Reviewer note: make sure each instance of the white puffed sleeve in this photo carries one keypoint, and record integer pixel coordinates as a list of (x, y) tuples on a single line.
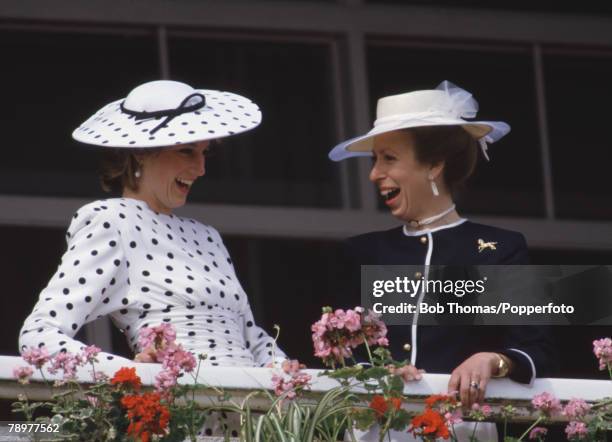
[(257, 341), (85, 286)]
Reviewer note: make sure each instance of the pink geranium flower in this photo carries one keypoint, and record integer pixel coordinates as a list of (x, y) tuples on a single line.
[(291, 380), (166, 379), (546, 403), (338, 332), (90, 353), (602, 348), (375, 329), (67, 362), (576, 430), (453, 418), (538, 433), (23, 374), (36, 356), (154, 341), (176, 358)]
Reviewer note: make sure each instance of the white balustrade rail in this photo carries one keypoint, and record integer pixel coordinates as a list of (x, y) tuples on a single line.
[(240, 381)]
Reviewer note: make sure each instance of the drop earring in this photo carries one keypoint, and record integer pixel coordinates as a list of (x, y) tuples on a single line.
[(434, 188)]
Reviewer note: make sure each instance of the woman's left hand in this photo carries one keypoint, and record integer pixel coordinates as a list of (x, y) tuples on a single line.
[(470, 379)]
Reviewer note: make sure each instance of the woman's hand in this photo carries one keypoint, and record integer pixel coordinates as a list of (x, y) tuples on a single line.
[(470, 379), (407, 372)]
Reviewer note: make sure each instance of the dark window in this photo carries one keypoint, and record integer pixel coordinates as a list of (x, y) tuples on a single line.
[(288, 281), (588, 7), (579, 93), (502, 83), (284, 160), (52, 83)]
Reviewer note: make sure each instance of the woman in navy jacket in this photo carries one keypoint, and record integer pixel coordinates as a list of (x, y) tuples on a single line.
[(423, 147)]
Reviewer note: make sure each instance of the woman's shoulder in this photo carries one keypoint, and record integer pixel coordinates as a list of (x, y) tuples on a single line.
[(102, 213), (491, 244), (490, 233), (369, 240)]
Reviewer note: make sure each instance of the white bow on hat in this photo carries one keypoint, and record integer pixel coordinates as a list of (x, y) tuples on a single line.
[(447, 105)]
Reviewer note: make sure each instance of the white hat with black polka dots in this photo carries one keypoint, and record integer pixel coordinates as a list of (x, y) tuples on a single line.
[(163, 113)]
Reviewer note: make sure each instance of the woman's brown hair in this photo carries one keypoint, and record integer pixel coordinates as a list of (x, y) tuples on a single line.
[(118, 168), (451, 145)]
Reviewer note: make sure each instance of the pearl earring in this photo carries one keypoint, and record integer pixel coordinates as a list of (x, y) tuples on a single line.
[(434, 188)]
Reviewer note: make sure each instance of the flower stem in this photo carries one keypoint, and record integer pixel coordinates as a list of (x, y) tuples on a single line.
[(530, 428), (365, 342)]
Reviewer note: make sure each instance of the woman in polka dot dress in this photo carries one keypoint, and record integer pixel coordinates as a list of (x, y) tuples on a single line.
[(131, 258)]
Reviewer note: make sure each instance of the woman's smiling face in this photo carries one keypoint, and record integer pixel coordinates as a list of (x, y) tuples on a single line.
[(167, 175), (403, 182)]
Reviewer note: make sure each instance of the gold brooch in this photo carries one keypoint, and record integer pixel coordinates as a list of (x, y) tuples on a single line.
[(482, 245)]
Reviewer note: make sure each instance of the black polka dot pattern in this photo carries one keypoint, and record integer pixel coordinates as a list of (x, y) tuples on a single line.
[(188, 282)]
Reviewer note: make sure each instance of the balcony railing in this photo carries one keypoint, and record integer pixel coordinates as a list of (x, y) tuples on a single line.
[(239, 382)]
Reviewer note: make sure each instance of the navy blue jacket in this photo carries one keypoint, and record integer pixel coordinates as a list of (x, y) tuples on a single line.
[(441, 348)]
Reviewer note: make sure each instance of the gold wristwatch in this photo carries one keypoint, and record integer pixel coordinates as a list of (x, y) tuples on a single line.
[(503, 366)]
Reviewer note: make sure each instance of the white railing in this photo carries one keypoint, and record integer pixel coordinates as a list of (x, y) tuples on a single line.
[(240, 381)]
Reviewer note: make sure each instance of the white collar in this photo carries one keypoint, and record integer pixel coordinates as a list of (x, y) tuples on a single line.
[(432, 230)]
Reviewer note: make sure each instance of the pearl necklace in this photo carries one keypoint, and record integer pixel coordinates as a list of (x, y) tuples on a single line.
[(431, 219)]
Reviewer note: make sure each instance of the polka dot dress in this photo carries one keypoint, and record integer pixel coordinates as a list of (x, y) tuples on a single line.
[(143, 269)]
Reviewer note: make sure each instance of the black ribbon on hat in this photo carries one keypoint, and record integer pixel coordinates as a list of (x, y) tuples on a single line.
[(170, 114)]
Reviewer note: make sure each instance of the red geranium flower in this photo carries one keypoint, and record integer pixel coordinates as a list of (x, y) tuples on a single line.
[(429, 424), (127, 377), (146, 414), (380, 405)]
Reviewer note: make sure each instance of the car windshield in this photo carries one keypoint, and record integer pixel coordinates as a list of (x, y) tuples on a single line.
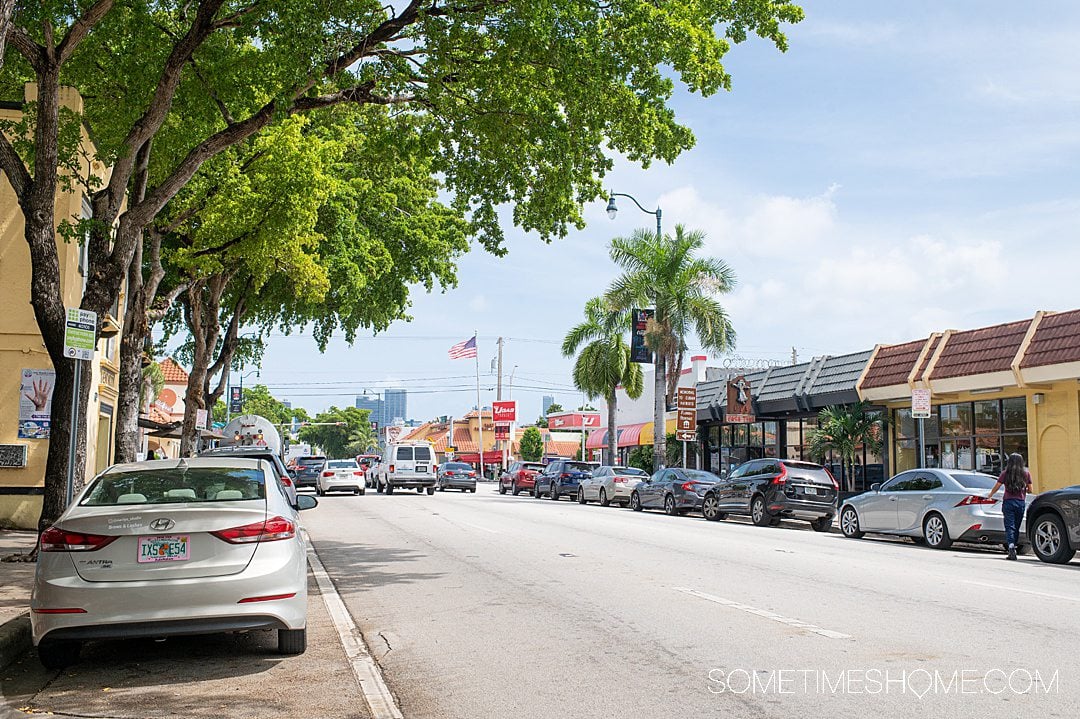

══════════

DIRECTIONS FOR THIS TASK - Transcribe, word for word, the line holding "Reviewer note: make sure each instance of the white collar" and all lines after it in the entries above, ending with the last. Only those lines; no pictures.

EXERCISE SOLUTION -
Reviewer note: make sure each instance of the white collar in this photo carries one keypoint, and record integer pixel coordinates as a list of (x, y) tuples on a single line.
[(432, 230)]
Reviewer note: make sure each instance of the pearl necklace in this photo carries one keypoint, and record integer pixel coordinates as a list of (x, y) tuples on a single line.
[(431, 219)]
Reviewer note: make sure each instance of the polka dot dress in this photo carries one keypoint, and record integer pixel coordinates as a list of (x, y) tuples on a single line.
[(143, 269)]
Reviewer note: make sure each instance of the black ribbon on hat in this photo carries one keypoint, and record integer pixel coordinates as a list of (x, y) tuples on a single line.
[(170, 114)]
Reviewer note: make sure each instance of the red geranium flower in this photo carries one keypoint, and record integer pixel coordinates as a list of (x, y) tuples on a single line.
[(429, 424), (127, 377), (146, 414), (380, 405)]
Reviewer note: make sure each instance of the car windshield in this photo carries one keypoint, and record integer pixel coordinates as a list of (x, y) tuples on a single line.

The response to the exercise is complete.